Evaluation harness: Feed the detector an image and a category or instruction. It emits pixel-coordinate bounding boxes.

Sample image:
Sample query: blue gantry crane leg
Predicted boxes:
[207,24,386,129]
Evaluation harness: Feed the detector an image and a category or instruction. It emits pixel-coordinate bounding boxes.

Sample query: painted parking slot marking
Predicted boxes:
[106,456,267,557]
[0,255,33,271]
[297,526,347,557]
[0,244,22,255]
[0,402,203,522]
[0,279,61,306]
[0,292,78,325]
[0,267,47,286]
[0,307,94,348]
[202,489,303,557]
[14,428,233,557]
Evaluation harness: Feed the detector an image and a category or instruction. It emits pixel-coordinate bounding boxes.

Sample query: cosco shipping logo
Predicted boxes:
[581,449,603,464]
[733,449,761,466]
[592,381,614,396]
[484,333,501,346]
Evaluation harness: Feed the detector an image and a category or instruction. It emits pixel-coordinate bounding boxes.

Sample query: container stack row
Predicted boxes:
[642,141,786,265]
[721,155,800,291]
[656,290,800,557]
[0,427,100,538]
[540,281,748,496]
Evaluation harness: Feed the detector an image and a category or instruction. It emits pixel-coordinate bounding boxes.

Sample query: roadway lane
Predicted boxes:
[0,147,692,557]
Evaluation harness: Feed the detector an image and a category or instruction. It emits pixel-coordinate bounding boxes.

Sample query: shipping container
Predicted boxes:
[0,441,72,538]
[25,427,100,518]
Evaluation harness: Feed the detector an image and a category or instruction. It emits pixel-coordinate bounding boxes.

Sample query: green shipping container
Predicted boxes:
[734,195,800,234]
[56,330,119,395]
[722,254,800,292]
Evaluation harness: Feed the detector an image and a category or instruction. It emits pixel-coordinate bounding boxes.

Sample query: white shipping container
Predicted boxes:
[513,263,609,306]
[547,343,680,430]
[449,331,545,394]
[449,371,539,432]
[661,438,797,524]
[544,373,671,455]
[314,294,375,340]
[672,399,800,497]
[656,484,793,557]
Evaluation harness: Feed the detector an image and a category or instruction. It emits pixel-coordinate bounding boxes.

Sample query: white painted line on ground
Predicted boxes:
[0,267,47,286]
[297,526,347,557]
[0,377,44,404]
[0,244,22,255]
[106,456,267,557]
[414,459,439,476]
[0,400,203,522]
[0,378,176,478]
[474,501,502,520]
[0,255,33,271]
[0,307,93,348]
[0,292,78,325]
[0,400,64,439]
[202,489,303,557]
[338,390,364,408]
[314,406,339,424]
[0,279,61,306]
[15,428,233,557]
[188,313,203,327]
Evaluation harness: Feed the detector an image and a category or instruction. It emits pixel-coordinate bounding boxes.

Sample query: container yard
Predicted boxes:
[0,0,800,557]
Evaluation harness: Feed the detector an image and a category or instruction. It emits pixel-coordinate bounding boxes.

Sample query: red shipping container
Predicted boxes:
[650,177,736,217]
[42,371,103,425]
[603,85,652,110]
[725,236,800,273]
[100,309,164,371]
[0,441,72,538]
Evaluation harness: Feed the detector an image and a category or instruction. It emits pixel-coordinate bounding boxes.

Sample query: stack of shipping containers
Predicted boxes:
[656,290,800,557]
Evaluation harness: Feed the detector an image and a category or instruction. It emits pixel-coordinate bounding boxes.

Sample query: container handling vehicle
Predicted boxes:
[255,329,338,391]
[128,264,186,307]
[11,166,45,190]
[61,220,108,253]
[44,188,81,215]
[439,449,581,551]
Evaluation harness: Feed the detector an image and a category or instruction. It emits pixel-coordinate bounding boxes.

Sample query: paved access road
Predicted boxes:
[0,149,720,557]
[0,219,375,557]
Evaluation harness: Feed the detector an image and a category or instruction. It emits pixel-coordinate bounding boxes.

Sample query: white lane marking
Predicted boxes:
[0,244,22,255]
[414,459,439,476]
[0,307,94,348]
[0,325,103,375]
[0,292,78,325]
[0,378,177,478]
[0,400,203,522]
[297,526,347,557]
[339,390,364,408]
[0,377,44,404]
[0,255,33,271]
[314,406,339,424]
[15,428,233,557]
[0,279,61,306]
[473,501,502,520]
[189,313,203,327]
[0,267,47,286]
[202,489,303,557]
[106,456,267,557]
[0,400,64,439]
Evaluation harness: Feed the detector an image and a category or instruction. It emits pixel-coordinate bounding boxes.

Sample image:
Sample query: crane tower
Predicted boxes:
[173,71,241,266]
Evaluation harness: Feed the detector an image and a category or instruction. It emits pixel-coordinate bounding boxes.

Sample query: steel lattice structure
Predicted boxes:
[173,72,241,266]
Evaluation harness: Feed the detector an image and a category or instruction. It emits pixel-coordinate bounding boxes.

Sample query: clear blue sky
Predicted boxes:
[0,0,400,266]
++++++
GIVEN PROBLEM »
Print all of the records above again, line for line, without changing anything.

TASK OUTPUT »
Evaluation harness: Feed the detector an image and a category or instruction. It emits pixel-coordinate bounding boxes.

Sample image:
Sample query: blue gantry crane leg
Predicted boxes:
[207,24,386,129]
Evaluation harness: Feed the detector an image and a category or instruction. It emits pixel-coordinate bounding boxes.

Sample query: painted parking slot marking
Predicted boxes:
[106,456,267,557]
[0,255,33,271]
[297,526,347,557]
[0,244,22,255]
[0,402,203,522]
[0,279,61,306]
[0,292,78,325]
[0,267,47,286]
[0,307,94,348]
[202,489,303,557]
[14,428,233,557]
Evaluation harness: Feed the detector an image and a category or instruction. It emits pixel-coordinate bounding boxes.

Sample query: cosco shipping logo
Predicted boxes:
[581,449,603,464]
[733,449,761,466]
[592,381,614,396]
[484,333,501,346]
Evaluation harness: Feed the detector an image and a category or instruction. It emits pixel-coordinate bounding boxes.

Sample query: container stack row
Predicted boxes:
[642,141,786,265]
[721,155,800,291]
[656,290,800,557]
[0,427,100,538]
[540,281,748,496]
Evaluation harness: Feed the detector an image and a category or instruction. It emits pixel-coordinate bounding boxes.

Sample query: roadway lane
Predicted boxes:
[0,147,692,557]
Evaluation harness: Feed the detector an image and a category or instruction. It emits pixel-coordinate bounding boxes.

Sample query: shipping container
Predicted boxes:
[0,441,72,538]
[25,427,100,518]
Evaluation harness: Feed the detector an image and a category or instruction. It emits pixel-coordinate bounding boxes.

Sample query: green shipping container
Predicted boxes:
[734,195,800,234]
[56,330,119,395]
[722,254,800,292]
Evaluation harness: Feed the detector an image and a category or instruction. It emits pixel-coordinate bounding boxes.

Sample query: white shipping container
Predicted boxes:
[513,263,609,306]
[547,343,680,430]
[449,331,545,394]
[449,371,539,432]
[661,438,797,524]
[544,373,671,455]
[314,294,375,340]
[672,399,800,497]
[656,484,793,557]
Evaluation harness: Feed the detector an image and a category or instruction. It emits pixel-coordinate bounding boxes.

Sample query: white painted line on ground
Predicted boxes:
[0,267,47,286]
[297,526,347,557]
[0,377,44,404]
[0,244,22,255]
[106,456,267,557]
[414,459,439,476]
[0,400,203,522]
[0,378,176,478]
[474,501,502,520]
[0,255,33,271]
[0,307,93,348]
[0,292,78,325]
[0,400,64,439]
[202,489,303,557]
[338,390,364,408]
[314,406,339,424]
[0,279,61,306]
[15,428,233,557]
[188,313,203,327]
Evaluation harness: Feed the detector an image and a category or instruction. It emits pixel-coordinate bounding boxes.

Sample query: container yard
Predicted boxes:
[0,0,800,557]
Evaluation harness: Feed the detector an image and a category or instruction. It emits pixel-coordinate bounding boxes.

Sample query: red shipping container
Predicted boxes:
[650,177,736,217]
[42,371,103,425]
[603,85,652,110]
[725,236,800,273]
[100,309,164,371]
[0,441,72,538]
Evaluation harness: Feed the detector an image and a category or instruction. It emits pixel-coordinate bounding boxes.

Sample query: stack of shipping containers
Predicted boxes:
[656,290,800,557]
Evaluation harness: Feed the detector an image and a category or instruction. It emits pixel-coordinate bounding boxes.

Sample query: container handling vehicle
Predicted boxes:
[255,329,338,391]
[128,264,186,307]
[11,166,45,190]
[61,220,108,253]
[44,188,81,215]
[439,449,581,551]
Evaluation harness: Feed the detector an image and a category or instruction. It emits pixel-coordinate bounding boxes.

Sample query: paved access road
Predicted boxes:
[0,149,720,557]
[0,219,375,557]
Evaluation harness: Feed the detector an image and a category or instruction. It emits pixel-coordinate bounding boxes.

Sample query: white lane marking
Predicted boxes:
[0,244,22,255]
[414,459,439,476]
[0,307,94,348]
[0,325,103,375]
[0,292,78,325]
[0,378,177,478]
[0,400,203,522]
[297,526,347,557]
[339,390,364,408]
[0,377,44,404]
[0,255,33,271]
[314,406,339,424]
[15,428,233,557]
[0,279,61,306]
[473,501,502,520]
[189,313,203,327]
[0,267,47,286]
[202,489,303,557]
[106,456,267,557]
[0,400,64,439]
Evaluation harness: Feed the detector an image and a category or instruction. It emits pixel-coordinate bounding boxes.

Sample image:
Sample query: crane tower
Predicted boxes:
[173,71,241,266]
Evaluation harness: Feed the detector an image and a category or instruction. It emits pixel-coordinate bounding boxes.

Sample query: steel lattice structure
Predicted boxes:
[173,72,241,266]
Evaluation harness: Feed the detector an image and a category or instruction. It emits pixel-coordinate bounding boxes.

Sample query: clear blue sky
Predicted boxes:
[0,0,400,266]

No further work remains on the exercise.